| Problem statement |
Could you reproduce these lines with every "noun phrase" changed to "text label" and nothing else altered, leaving the pictures out?
>> START Data
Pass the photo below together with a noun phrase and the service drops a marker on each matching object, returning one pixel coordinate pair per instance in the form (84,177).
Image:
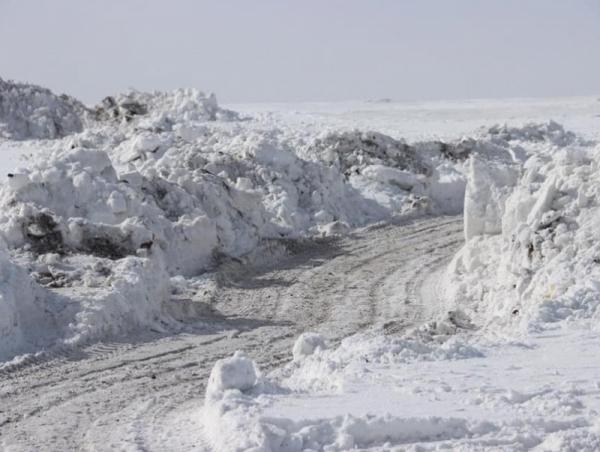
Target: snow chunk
(237,372)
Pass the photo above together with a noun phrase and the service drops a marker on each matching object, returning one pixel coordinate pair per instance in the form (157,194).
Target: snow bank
(532,230)
(161,109)
(31,112)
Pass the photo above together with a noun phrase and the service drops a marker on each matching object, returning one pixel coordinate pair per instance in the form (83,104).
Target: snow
(444,397)
(308,344)
(28,111)
(108,212)
(175,184)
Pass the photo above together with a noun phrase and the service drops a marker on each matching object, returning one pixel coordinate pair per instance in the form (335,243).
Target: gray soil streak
(130,389)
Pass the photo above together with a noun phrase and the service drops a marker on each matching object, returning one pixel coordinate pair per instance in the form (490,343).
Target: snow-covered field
(149,237)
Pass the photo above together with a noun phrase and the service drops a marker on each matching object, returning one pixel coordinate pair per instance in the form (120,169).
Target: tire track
(119,394)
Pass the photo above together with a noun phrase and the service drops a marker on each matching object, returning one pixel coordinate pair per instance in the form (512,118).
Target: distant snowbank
(31,112)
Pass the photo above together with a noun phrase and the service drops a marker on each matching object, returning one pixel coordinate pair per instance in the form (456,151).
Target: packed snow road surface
(122,395)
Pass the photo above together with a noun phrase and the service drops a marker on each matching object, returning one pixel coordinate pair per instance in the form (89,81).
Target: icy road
(127,394)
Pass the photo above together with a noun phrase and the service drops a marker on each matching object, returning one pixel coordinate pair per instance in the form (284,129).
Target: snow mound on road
(234,411)
(31,112)
(532,228)
(237,372)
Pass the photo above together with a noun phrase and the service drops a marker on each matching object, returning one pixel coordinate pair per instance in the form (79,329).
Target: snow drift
(531,223)
(31,112)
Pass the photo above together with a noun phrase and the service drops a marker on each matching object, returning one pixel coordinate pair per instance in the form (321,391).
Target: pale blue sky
(278,50)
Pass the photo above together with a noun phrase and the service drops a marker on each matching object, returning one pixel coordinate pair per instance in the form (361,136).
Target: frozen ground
(170,232)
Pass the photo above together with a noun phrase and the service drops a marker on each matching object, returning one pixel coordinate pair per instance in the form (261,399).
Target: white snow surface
(114,209)
(499,380)
(171,184)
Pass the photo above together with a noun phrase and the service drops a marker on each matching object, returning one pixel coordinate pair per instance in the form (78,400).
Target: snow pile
(397,175)
(507,401)
(161,110)
(31,112)
(238,403)
(532,228)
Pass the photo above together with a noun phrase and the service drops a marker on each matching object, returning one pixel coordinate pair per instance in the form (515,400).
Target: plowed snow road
(126,395)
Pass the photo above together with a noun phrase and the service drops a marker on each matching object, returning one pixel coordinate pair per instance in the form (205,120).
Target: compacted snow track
(135,394)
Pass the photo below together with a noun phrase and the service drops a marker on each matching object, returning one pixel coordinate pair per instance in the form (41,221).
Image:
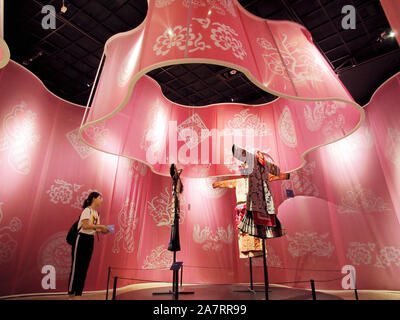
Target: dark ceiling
(66,59)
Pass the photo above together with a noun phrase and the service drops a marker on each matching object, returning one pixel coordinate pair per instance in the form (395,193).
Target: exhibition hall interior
(200,150)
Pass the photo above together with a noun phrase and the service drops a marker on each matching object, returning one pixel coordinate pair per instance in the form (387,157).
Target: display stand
(174,243)
(251,289)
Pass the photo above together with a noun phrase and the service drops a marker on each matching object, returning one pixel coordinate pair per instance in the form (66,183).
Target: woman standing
(89,224)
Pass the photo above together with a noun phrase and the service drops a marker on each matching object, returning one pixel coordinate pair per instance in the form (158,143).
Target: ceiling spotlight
(64,8)
(386,35)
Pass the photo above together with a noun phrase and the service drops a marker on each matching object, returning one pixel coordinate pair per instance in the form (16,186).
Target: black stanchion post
(115,287)
(313,289)
(266,283)
(108,281)
(182,276)
(251,274)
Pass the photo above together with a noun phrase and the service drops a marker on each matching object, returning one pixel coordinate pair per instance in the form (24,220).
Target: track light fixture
(64,8)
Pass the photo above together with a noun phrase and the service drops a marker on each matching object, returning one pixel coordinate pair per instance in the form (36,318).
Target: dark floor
(225,292)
>> END Data
| Worked solution |
Pass the photo below together with a text label and the service drops a marker on each matching object, returning one pixel coordinate pair per instance in the form (84,177).
Image:
Target: snow chunk
(237,372)
Pass the photo above together with a text label and the service drops a marker on each matching object, returning one pixel coordinate pair per instance in the form (157,194).
Target: snow bank
(532,230)
(161,109)
(31,112)
Pass the photo above together with a text label and the service drops a marker on each matching object, returning one pixel coordinate pair per instance in the form (83,104).
Target: snow
(444,397)
(308,344)
(28,111)
(108,212)
(175,184)
Pass the photo above together with a text label and the service drops a marker on each matching object, returning one pixel coordinate pair per instance in the form (335,243).
Target: gray soil streak
(130,389)
Pass the photo above together with a text label and the service drops a marker on each matching object, returning one pixel coordinate pair per instance in the form (490,343).
Target: snow-covered field
(149,237)
Pass the photo above together with a text label and the service drops a marker on each matching object, returning one pixel coordinate pair per instance in the form (120,169).
Target: tire track
(119,394)
Pass the photo above together with a text label and the service drops a marker on each matching object, returning one pixel coordinate pair per instance in the form (512,118).
Target: distant snowbank
(31,112)
Pass the photo above together with a text label and the service drops a marker on each matching object, returning one pixel coordinate pair per instance in the form (456,151).
Target: packed snow road surface
(122,395)
Pass the photo above together with a text label and the service drops a marker on each matching object, returning one pixel coordinate pair per instance in the form (89,81).
Target: icy road
(127,394)
Pass the photo above together with a text label and the service drops a marker on each matching object, returning one pixel coordinate pair per instance in the form (284,129).
Target: snow mound on road
(234,411)
(31,112)
(532,228)
(237,372)
Pass the photo above together with a text label and the service drops a marker on each matching object, returning one pixel coordinate pair per instance in the form (79,329).
Target: snow drift
(531,223)
(31,112)
Pass the photo above together with a text label and the service drops a marker on each matching object, returning one pixel coordinate pair per instance in the form (321,391).
Target: pale blue sky
(278,50)
Pass the photo above together with a text label and the service drops a marker on each matching object, returning one pixel coordinate pair per instance in the form (361,136).
Target: frozen ground
(170,232)
Pass the photo above together with a text label and the service drops a marker on each matching object, returning one pixel coordinate pair per instance in the form (261,399).
Target: white snow surface
(114,209)
(499,380)
(171,184)
Pass the photo above together with a text label and the service drops a marker on each matching object, returning one pixel coordinate pair per instance in the form (78,400).
Target: snow pile
(397,175)
(507,401)
(161,110)
(31,112)
(238,403)
(532,228)
Pass the photo above together with a text label and the service drops a marker on each matching object, returning one pixel coordinate pair per instance in the form (515,400).
Target: plowed snow road
(126,395)
Pass the photo above together with a text label and the service drops a marker on each matching object, returning one pixel coordinate pair per instance in the form (205,120).
Target: compacted snow track
(135,394)
Pass the photo below together with a text label and the service drops a marker on each matching object, returning one pixel coordinate pair per instance in the form (41,221).
Image:
Target: dark ceiling
(66,59)
Pass the photo above together with a text label and the service drops a marker on each matching object, returning one pixel coordinate pair per instance in the form (395,193).
Target: exhibition hall interior
(200,150)
Pass the photo above together with a text label and the service drops a marker on each matching object, returning one pixel coordinate pair per instance in the form (387,157).
Target: display stand
(174,243)
(251,289)
Pass the photo above together with a text label and the service drops a marker on each matching object, returning one pixel coordinate pair per instance in the form (66,183).
Target: woman standing
(89,224)
Pass the photo above together with a text label and the service drops a marker on each matching object, returning one pixel coordinate pair per instance in the form (158,143).
Target: ceiling spotlight
(64,8)
(386,35)
Pass the photo above together with a text label and the service drops a marker on each matching object, returning one pixel coordinate pair per instance in the form (16,186).
Target: black stanchion post
(115,287)
(313,289)
(266,283)
(108,281)
(182,276)
(251,274)
Pass the photo above together with a text label and the service drops a marker on each matching object, returning one pixel coordinate pair per instance in the form (24,220).
Target: track light fixture
(64,8)
Pass the photo above together with a text label and the service drops a marker on each matching object, returning one pixel coordinate pair per instance in the form (36,318).
Target: dark floor
(225,292)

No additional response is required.